WHAT YOU WILL DO: Find all the lines in the entries below that hold the word "record" and copy them.

SOURCE MATERIAL:

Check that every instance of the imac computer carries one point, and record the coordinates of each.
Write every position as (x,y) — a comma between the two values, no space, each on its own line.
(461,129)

--

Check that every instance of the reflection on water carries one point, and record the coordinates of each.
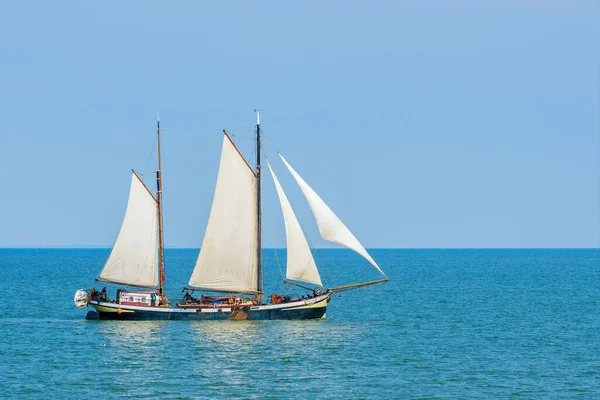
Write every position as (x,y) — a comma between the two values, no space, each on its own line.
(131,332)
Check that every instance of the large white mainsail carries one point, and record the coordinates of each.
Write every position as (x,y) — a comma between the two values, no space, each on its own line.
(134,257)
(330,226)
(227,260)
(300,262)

---

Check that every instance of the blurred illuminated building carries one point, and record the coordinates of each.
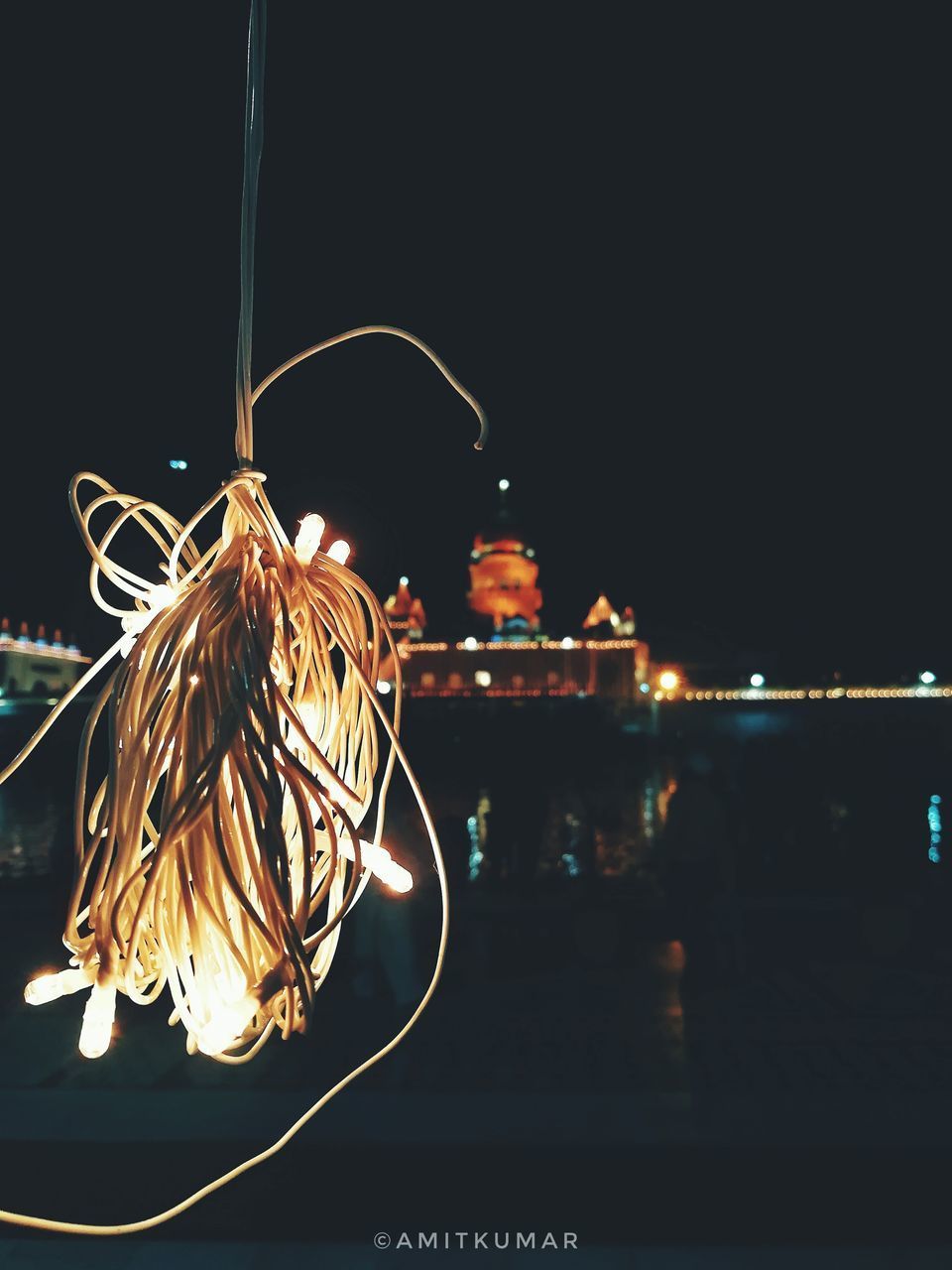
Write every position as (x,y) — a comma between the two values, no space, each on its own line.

EXPECTED OUTPUT:
Check that every instance of the imac computer carries one point, and record the coordinates of each.
Check that every instance of the reflection on water carries one point, and record the coordinates of each.
Check that every instance of the large white mainsail carries one point, and record the coordinates of each.
Check that every instance of the blurred illuminated building carries one point, and record the coordinates of each.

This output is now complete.